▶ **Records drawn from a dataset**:
============

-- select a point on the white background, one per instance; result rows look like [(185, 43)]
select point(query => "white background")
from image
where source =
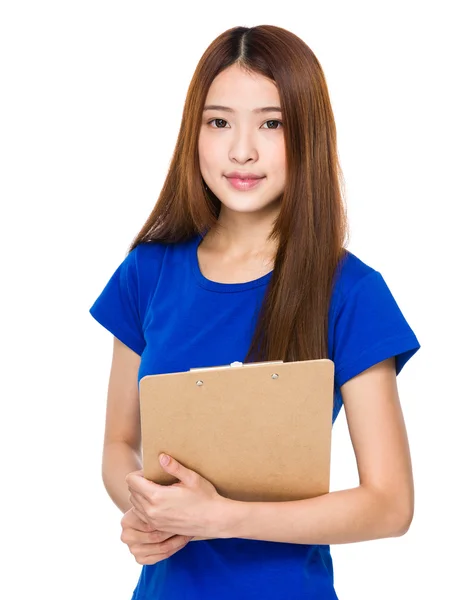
[(91, 101)]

============

▶ **Activity**:
Please reproduce the entries from above exactly; images are not part of the copy.

▶ **Output for this task**:
-- select a point on the white background, one per instance; result rows look like [(185, 43)]
select point(query => "white background")
from image
where source =
[(91, 101)]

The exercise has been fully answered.